[Records — start]

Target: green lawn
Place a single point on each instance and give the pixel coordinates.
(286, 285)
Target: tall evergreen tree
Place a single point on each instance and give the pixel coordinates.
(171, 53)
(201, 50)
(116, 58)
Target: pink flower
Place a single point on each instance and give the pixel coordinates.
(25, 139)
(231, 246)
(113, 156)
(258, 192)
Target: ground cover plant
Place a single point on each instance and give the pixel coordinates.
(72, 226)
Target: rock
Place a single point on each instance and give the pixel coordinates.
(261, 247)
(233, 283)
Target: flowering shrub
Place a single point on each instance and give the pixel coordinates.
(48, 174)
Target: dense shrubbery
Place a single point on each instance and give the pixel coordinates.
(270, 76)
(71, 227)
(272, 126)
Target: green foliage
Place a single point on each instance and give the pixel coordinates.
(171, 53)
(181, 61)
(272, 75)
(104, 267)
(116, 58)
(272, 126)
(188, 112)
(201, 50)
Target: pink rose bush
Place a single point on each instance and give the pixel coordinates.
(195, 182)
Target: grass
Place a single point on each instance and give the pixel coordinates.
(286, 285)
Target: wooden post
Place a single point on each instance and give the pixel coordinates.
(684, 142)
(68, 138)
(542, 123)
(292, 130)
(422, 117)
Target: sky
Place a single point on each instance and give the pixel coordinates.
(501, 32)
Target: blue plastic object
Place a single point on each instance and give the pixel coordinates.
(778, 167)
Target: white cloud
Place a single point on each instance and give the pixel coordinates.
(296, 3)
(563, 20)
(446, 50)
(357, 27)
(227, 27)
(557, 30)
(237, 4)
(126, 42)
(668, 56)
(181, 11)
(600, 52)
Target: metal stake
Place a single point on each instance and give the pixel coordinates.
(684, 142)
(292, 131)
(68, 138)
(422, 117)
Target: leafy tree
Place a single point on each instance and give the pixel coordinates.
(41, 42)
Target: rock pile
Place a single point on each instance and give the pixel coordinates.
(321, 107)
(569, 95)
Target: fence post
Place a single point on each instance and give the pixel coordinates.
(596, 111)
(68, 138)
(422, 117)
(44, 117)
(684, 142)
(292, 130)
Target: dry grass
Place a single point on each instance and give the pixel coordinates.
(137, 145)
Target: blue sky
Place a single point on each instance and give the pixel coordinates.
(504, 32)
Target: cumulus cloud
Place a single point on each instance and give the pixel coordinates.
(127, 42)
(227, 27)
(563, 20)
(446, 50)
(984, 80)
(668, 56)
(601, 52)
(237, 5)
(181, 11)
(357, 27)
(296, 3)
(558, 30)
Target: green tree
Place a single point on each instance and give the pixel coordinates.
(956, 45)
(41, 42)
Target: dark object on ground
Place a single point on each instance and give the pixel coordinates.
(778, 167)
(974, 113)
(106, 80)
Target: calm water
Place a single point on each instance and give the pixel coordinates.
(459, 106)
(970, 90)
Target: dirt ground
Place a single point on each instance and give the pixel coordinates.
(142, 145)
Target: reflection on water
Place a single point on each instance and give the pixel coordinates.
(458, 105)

[Records — finish]

Give again exactly, and only, the lines above starting at the one with "Target: blue sky" and ending at the one with "Target: green tree".

Target: blue sky
Place a single point on each instance and give the pixel coordinates.
(504, 32)
Target: cumulus cloud
Place a single point on each instance and give the pixel coordinates.
(127, 42)
(227, 27)
(563, 20)
(446, 50)
(984, 80)
(668, 56)
(601, 52)
(237, 5)
(181, 11)
(357, 27)
(296, 3)
(558, 30)
Target: green tree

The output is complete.